Keep to one stretch of the data below, the lines from the one with "Target = grass lawn" up to and including the one with "Target = woman's torso", and return that stretch exactly.
=== Section Start ===
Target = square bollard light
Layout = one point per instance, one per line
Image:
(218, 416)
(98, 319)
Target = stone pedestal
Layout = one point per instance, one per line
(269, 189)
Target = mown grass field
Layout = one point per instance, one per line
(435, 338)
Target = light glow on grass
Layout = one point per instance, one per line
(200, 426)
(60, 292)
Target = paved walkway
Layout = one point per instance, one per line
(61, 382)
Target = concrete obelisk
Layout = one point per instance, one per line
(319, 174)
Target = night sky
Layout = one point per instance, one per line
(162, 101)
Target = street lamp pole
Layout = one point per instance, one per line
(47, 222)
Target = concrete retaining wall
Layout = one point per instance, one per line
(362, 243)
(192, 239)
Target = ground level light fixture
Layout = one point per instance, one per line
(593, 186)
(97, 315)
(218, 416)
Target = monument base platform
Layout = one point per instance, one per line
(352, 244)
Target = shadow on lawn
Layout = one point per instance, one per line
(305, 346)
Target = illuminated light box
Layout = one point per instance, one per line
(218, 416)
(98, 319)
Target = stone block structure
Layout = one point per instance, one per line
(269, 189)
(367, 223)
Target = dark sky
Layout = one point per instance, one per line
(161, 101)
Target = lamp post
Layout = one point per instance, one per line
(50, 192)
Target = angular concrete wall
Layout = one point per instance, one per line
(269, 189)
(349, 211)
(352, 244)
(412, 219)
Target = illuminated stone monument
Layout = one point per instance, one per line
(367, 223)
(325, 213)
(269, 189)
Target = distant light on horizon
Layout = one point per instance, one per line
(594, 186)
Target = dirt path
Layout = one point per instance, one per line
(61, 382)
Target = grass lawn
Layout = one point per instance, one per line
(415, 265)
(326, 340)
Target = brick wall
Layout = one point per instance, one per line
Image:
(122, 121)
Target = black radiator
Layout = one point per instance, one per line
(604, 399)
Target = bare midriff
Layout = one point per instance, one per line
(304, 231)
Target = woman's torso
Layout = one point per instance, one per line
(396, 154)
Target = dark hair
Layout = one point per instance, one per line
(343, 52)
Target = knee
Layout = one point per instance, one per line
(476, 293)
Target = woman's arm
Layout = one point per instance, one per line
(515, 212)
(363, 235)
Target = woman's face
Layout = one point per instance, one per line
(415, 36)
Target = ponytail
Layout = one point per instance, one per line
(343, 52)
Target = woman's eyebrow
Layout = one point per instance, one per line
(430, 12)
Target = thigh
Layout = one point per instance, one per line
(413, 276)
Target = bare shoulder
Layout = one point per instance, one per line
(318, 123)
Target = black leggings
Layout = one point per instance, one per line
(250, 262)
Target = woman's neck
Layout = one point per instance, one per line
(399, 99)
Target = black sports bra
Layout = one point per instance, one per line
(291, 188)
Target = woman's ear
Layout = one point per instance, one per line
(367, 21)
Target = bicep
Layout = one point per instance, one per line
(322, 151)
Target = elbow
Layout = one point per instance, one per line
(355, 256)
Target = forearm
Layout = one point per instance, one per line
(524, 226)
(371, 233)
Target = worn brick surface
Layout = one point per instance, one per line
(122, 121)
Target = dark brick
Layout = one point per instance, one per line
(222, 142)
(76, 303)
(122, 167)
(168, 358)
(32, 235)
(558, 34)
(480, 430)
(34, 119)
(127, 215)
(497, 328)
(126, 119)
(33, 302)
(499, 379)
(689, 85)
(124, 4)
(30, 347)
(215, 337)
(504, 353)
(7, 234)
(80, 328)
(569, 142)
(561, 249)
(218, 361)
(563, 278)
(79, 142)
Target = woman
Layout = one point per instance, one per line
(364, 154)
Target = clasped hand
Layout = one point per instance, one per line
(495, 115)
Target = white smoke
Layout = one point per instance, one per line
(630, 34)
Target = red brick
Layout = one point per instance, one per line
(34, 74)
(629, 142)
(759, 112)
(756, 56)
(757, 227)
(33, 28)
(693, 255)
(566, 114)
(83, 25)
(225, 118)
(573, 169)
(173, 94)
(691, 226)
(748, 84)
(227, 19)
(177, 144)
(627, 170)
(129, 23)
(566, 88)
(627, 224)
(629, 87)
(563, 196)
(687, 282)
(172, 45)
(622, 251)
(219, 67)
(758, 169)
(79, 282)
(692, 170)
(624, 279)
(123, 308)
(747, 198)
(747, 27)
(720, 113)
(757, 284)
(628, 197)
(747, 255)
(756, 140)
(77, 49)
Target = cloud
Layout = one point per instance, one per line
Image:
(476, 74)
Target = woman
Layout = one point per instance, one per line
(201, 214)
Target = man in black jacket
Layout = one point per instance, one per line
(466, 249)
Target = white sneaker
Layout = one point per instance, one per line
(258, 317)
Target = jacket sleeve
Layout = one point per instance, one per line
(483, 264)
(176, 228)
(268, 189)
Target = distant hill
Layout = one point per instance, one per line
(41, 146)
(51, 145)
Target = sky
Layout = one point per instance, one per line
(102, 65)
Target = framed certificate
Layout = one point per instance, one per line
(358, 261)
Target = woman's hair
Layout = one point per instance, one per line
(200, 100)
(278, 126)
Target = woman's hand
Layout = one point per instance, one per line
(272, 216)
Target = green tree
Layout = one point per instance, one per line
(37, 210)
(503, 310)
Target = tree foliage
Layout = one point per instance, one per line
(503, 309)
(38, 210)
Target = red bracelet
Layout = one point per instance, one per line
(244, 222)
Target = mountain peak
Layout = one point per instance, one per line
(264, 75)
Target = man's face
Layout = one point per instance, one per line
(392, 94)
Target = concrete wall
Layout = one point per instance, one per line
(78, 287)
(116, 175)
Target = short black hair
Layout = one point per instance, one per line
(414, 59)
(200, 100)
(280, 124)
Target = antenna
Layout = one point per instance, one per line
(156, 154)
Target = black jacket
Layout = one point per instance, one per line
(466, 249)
=== Section End ===
=== Section Start ===
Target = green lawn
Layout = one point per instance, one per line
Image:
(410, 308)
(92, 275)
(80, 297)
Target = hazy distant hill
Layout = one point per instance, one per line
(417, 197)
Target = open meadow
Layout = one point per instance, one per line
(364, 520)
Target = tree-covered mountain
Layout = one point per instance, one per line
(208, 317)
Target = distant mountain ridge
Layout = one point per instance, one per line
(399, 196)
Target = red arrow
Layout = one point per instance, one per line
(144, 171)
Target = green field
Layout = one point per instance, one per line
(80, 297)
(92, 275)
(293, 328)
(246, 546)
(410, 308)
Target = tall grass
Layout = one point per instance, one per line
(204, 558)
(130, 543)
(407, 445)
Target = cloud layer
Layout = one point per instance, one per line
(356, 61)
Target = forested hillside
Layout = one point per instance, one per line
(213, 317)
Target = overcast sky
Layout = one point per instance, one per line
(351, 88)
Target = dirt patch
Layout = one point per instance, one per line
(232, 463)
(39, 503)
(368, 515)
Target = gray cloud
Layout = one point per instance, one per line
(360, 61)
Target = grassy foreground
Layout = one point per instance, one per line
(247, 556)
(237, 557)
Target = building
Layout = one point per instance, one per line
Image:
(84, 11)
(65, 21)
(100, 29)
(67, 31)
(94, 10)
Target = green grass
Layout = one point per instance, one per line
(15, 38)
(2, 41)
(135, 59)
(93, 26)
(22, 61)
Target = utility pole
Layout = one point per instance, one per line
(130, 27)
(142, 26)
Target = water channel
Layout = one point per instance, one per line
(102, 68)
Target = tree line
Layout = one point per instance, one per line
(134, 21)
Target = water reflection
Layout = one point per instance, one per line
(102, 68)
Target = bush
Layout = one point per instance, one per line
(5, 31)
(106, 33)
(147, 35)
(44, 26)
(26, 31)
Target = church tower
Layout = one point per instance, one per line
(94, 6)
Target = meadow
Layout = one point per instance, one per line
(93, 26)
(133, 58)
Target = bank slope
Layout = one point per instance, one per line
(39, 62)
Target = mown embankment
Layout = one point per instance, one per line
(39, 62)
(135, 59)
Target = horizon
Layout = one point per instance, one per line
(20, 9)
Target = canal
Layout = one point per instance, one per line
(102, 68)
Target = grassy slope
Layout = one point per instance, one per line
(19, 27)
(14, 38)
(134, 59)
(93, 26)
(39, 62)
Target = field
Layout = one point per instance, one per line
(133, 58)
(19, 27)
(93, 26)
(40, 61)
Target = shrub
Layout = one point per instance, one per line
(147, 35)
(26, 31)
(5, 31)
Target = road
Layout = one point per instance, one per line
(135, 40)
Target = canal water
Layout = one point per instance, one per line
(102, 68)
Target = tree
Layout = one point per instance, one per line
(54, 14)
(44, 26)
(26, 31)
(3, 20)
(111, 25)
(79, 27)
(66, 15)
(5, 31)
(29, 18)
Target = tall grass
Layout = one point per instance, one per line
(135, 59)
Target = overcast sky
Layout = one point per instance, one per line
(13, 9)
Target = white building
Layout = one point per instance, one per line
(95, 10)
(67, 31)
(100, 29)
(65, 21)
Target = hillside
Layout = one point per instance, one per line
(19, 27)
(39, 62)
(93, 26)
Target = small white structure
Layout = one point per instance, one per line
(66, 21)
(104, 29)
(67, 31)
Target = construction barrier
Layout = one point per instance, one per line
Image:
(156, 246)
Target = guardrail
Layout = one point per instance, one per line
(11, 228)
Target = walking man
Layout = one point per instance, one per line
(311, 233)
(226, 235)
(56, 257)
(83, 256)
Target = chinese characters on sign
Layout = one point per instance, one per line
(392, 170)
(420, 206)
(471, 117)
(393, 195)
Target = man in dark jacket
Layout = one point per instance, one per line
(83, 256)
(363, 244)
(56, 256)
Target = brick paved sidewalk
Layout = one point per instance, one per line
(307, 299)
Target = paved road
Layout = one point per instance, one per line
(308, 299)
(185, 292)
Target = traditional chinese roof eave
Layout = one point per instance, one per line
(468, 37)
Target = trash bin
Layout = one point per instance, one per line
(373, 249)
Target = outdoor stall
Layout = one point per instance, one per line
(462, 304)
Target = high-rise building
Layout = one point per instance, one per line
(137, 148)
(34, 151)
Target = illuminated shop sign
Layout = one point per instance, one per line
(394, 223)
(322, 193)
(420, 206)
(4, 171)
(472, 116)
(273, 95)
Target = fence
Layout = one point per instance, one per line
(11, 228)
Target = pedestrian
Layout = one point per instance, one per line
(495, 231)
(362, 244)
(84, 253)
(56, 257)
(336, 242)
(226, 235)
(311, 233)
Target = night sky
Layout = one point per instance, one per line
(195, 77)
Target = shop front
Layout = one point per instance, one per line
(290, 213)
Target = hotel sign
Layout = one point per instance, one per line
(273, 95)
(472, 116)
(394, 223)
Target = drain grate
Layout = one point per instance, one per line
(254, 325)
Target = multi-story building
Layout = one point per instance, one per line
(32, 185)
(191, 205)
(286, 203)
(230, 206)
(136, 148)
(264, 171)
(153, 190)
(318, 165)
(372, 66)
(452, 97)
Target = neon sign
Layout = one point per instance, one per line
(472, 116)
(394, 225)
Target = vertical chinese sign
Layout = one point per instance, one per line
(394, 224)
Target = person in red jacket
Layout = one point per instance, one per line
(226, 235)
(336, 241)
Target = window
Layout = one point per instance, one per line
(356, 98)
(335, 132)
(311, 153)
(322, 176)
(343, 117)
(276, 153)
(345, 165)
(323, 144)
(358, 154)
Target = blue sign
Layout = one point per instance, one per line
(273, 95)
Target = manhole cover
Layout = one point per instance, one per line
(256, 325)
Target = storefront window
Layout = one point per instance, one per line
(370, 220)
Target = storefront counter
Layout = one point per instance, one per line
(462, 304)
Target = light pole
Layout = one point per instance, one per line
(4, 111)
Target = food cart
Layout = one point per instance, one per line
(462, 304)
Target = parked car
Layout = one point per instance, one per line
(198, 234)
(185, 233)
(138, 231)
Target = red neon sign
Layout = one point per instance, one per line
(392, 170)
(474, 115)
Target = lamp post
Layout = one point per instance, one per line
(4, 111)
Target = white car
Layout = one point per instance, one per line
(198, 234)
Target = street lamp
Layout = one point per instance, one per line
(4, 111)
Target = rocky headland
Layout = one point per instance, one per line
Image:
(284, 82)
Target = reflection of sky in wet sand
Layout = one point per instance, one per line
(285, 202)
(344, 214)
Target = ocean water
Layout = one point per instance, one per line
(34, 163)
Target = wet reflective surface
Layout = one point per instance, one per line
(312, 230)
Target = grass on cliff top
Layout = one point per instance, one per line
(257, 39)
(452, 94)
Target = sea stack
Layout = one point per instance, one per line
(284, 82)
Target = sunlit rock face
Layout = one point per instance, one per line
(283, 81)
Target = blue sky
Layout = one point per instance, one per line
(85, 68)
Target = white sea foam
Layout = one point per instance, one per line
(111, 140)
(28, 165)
=== Section End ===
■ **Response to the task**
Target = grass lawn
Layout = one point per instance, one per line
(415, 265)
(326, 340)
Target = brick wall
Layout = one point per instance, one per line
Image:
(122, 121)
Target = black radiator
Layout = one point per instance, one per line
(604, 399)
Target = bare midriff
Layout = one point per instance, one per line
(304, 231)
Target = woman's torso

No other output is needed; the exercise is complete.